Pointing records.

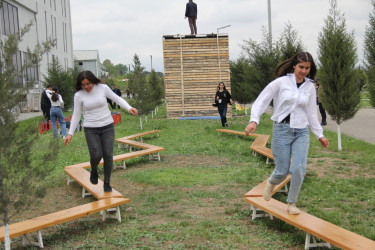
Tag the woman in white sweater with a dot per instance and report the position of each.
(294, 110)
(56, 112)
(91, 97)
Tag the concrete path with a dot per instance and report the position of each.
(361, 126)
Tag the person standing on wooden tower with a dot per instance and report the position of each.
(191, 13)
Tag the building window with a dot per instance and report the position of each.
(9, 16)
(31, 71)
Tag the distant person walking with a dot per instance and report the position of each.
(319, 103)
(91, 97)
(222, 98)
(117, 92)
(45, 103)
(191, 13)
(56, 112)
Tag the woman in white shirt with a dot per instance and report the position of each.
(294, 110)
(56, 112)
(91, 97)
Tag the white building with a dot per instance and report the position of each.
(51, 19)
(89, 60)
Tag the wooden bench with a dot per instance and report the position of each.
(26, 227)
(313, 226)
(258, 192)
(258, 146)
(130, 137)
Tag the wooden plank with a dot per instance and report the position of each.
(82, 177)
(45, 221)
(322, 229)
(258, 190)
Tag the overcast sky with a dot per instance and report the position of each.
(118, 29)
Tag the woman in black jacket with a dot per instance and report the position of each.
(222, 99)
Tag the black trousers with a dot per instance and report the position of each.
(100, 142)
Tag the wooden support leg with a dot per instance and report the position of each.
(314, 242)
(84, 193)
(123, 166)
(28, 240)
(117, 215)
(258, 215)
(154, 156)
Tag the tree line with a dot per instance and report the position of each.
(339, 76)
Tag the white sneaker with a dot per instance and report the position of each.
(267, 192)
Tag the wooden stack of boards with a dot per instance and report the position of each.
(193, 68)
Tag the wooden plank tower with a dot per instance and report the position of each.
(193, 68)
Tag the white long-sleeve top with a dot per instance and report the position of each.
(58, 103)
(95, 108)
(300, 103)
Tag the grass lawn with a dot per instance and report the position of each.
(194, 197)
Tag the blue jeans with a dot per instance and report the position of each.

What to work on. Rewrite all of the material above with "with a dot per instance" changed to "with one point per instance" and everything else unchanged, leaving out the pictures.

Solution for this exercise.
Tag the woman in white sweater with one point per instance and report the position of each.
(294, 110)
(56, 112)
(91, 97)
Tag the concrete path with one point per instance and report the position of each.
(361, 126)
Tag the person standing on wooden tower with one point per instance and report the position of each.
(191, 13)
Tag the building window with one point per instance and report the position of each.
(9, 16)
(31, 71)
Tag the distant person walking with one point per instance and report the position of each.
(319, 103)
(91, 97)
(222, 98)
(117, 92)
(45, 103)
(191, 13)
(56, 112)
Tag the woman in white shirt with one point per instance and report the position of each.
(294, 110)
(56, 112)
(91, 97)
Tag the white building with one point per instance and report the position of each.
(51, 19)
(89, 60)
Tag the wooden bench with one point per instance and report the position of each.
(26, 227)
(313, 226)
(258, 192)
(258, 146)
(130, 137)
Tag the wooden plank with one point per instance and report the position of each.
(82, 177)
(45, 221)
(322, 229)
(258, 190)
Tag the overcast sky with one point per instance and report the position of each.
(118, 29)
Tag the woman in black jacket with one point per instance and report the position of each.
(222, 99)
Tag the black trousers with one point per instance and report the position of each.
(100, 142)
Tag the wooden support leg with one point per instance and report the position of each.
(314, 242)
(84, 193)
(123, 166)
(28, 240)
(117, 215)
(258, 215)
(154, 156)
Tag the tree line with one point per instance and report the position of each.
(339, 76)
Tag the white sneaker with one point per instance and report the position of each.
(267, 192)
Tag the wooden stack of boards with one point per instance and report the position of each.
(193, 68)
Tag the wooden plank tower with one point per instance and report the position of each.
(193, 68)
Tag the white long-sleeve top with one point per instance and report the position of each.
(58, 103)
(95, 108)
(300, 103)
Tag the grass lawn with one point per instance and report the position of each.
(194, 197)
Tag the blue jeans with one point per instance and report the position of each.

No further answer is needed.